> **Using the information**
A. According to the article on BioMarin's drug launches, what is Roctavian's price per dose?
B. Decide whether each statement agrees with the article on BioMarin's drug launches. Answer yes or no, and quote the deciding words: (i) The FDA rejected Roctavian last summer. (ii) BioMarin's second-quarter sales fell short of analyst estimates. (iii) Approved treatments for achondroplasia already exist.
C. Reproduce the passage of the article on BioMarin's drug launches from "Voxzogo scored a" to "no approved treatments.".

> **Selected extract**
::::::::::

While BioMarin bested expectations with its second-quarter performance, the biotech is zeroed in on its two next-gen medicines. And no wonder: Those drugs, Voxogo and Roctavian, could completely transform the company, CEO J.J. Bienaimé said.
BioMarin’s Voxzogo to treat achondroplasia and its hemophilia A gene therapy Roctavian are up for potential approvals this year and next year, respectively—and analysts are keeping close tabs.
Voxzogo scored a European Medicines Agency recommendation in late June and is up for a potential approval in Europe in the coming weeks, Bienaime said on a conference call last week. BioMarin plans to launch in key markets within 4 to 8 weeks of approval. The drug is set for a November decision date with the FDA.
“Teams are currently in place and well-prepared for what could be BioMarin's largest brand yet,” chief commercial officer Jeff Ajer said on a conference call.
Voxzogo is intended for achondroplasia patients whose growth plates are still “open,” or those typically under 18. The disease affects bone growth and leads to dwarfism, and there are no approved treatments.
In a note to clients, Evercore ISI analyst Josh Schimmer said his team expects “good adoption” for the med on both sides of the Atlantic, noting that the drug has “blockbuster potential.” Still, competition could come in the form of Ascendis Pharma’s rival candidate, TransCon CNP, Schimmer noted.
For his part, Piper Sandler analyst Christopher Raymond predicts $600 million in sales for the medicine by 2025.
As for BioMarin's other key launch, Roctavian, that gene therapy’s debut is a year or more out—pending R&D and regulatory success.
Last summer, the FDA rejected the therapy, worried that the treatment's effects wouldn't last. The agency asked for longer-term data to review. Now, the company expects to have two-year follow-up numbers in time for a potential positive opinion from EMA’s Committee for Medicinal Products for Human Use in the second quarter of 2022. It plans to resubmit the drug to the FDA during the same timeframe.
That timeline would set up the medicine for potential EU and U.S. approvals in the third quarter and fourth quarter of 2022, respectively, Raymond wrote.
After speaking with specialists, Schimmer and his team believe the drug will have a “niche role” in the hemophilia A market. But with a $2 million price tag per dose, “even a small share of market can move the revenue needle meaningfully” for the company, Schimmer wrote.
The company expects the drugs will be "transformational to BioMarin upon potential approvals," CEO Bienaimé told analysts.
Overall in the second quarter, BioMarin posted a 17% increase in sales to $502 million thanks in part to the timing of orders in certain parts of the world. As a result, BioMarin execs cautioned about a reduction in volumes during the second half of the year.
BioMarin’s second-quarter haul beat analyst estimates of $448 million. With the outperformance, the company upped its revenue guidance for 2021 despite “continued COV-19 headwinds on patient starts,” Raymond wrote.
For all of 2021, BioMarin now expects $1.79 billion to $1.88 billion in global sales.

::::::::::

> **Excerpted data**
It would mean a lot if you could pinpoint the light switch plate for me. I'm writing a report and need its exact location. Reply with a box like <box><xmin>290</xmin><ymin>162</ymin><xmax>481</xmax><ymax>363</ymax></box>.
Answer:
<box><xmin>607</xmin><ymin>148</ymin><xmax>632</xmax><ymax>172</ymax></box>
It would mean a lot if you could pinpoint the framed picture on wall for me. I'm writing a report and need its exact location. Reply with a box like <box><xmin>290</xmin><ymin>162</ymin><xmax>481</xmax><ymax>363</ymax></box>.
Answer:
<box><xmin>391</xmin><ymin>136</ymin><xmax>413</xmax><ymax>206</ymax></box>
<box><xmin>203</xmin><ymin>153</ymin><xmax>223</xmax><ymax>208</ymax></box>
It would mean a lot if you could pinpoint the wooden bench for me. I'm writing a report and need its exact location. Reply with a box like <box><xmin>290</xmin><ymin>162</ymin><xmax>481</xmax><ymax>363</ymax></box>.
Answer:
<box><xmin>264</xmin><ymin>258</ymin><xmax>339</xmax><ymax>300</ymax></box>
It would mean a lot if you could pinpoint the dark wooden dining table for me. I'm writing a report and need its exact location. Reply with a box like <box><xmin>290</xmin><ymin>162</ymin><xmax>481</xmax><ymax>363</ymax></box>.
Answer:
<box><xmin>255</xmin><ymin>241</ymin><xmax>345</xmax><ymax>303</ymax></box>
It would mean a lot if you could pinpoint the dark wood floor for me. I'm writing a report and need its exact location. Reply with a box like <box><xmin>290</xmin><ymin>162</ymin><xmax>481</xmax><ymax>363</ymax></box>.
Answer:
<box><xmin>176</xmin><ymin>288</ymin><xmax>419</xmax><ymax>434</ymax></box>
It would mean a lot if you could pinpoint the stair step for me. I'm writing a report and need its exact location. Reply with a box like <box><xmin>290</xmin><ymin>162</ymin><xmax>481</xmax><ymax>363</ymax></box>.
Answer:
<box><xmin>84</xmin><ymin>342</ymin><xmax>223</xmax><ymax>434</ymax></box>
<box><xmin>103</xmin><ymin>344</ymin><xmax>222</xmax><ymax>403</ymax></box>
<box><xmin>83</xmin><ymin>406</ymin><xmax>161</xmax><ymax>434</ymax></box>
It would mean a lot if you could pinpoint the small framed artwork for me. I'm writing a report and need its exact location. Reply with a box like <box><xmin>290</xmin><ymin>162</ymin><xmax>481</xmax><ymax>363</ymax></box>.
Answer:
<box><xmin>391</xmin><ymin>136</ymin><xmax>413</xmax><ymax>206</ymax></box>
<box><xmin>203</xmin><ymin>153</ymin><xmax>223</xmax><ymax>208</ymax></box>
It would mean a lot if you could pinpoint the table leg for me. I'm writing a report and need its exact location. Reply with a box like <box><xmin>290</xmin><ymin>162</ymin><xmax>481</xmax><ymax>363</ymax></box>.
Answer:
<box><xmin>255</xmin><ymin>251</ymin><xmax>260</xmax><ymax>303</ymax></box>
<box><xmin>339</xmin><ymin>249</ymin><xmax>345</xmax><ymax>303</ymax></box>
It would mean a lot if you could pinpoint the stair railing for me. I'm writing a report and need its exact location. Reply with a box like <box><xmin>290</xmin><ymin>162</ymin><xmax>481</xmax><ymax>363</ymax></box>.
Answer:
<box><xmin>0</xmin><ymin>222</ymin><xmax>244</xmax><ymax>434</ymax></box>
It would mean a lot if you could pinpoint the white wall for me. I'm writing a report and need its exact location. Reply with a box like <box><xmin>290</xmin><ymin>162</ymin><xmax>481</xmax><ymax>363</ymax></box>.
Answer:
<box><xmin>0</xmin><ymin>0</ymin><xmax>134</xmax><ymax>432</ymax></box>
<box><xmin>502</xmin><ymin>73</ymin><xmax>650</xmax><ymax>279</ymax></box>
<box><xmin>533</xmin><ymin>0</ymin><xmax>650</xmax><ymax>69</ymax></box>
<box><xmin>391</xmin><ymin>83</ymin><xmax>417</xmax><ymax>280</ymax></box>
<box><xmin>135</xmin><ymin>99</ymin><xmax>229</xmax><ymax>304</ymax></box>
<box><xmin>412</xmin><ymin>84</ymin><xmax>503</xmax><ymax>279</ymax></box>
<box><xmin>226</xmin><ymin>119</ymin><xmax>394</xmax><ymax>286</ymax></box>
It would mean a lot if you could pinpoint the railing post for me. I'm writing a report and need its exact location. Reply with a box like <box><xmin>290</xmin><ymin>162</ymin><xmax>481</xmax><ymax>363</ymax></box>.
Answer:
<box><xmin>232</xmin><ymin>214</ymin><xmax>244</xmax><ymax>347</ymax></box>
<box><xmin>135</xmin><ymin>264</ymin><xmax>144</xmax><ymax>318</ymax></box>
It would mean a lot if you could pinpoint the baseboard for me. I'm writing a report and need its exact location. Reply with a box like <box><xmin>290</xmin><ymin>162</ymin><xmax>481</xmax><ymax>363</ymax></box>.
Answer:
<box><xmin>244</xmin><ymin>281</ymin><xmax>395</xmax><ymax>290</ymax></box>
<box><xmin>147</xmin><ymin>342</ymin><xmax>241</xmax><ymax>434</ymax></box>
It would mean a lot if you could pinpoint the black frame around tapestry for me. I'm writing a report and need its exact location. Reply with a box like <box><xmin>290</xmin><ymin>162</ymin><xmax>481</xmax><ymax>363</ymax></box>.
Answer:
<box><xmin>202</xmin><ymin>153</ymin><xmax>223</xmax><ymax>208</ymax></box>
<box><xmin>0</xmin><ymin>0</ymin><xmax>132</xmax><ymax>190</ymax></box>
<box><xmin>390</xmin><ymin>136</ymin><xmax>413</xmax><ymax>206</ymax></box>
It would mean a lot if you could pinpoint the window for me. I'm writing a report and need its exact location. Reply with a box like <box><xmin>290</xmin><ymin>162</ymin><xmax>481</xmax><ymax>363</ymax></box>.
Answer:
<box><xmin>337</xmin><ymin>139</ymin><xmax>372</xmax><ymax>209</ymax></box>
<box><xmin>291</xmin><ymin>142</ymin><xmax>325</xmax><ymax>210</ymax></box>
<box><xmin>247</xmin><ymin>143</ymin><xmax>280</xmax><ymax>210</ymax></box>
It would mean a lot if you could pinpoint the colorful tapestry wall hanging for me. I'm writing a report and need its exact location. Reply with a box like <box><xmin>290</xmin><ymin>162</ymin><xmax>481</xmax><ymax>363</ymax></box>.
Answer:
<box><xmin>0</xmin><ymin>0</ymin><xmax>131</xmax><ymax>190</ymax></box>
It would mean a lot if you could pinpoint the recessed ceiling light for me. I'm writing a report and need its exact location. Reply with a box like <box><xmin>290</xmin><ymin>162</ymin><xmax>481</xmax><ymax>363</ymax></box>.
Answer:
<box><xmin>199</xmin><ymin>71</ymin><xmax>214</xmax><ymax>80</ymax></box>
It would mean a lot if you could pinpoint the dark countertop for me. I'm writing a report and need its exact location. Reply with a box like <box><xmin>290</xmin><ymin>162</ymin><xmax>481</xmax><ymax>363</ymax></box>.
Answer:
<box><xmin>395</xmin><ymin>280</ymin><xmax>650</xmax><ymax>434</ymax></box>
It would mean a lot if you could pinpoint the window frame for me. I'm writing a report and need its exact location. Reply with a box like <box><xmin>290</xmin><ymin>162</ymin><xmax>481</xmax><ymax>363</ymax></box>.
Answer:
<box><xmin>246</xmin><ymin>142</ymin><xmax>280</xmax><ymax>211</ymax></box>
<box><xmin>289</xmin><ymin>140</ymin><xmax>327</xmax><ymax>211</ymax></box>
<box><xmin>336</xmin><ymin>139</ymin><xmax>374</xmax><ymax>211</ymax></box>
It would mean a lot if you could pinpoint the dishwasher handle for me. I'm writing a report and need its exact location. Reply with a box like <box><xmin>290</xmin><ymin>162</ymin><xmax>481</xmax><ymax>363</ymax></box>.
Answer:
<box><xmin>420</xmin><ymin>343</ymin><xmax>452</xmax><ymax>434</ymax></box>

::::::::::

> **Answers to each task**
A. $2 million per dose.

B.
(i) Yes: "Last summer, the FDA rejected the therapy"
(ii) No: "BioMarin’s second-quarter haul beat analyst estimates of $448 million."
(iii) No: "there are no approved treatments."

C.
Voxzogo scored a European Medicines Agency recommendation in late June and is up for a potential approval in Europe in the coming weeks, Bienaime said on a conference call last week. BioMarin plans to launch in key markets within 4 to 8 weeks of approval. The drug is set for a November decision date with the FDA.
“Teams are currently in place and well-prepared for what could be BioMarin's largest brand yet,” chief commercial officer Jeff Ajer said on a conference call.
Voxzogo is intended for achondroplasia patients whose growth plates are still “open,” or those typically under 18. The disease affects bone growth and leads to dwarfism, and there are no approved treatments.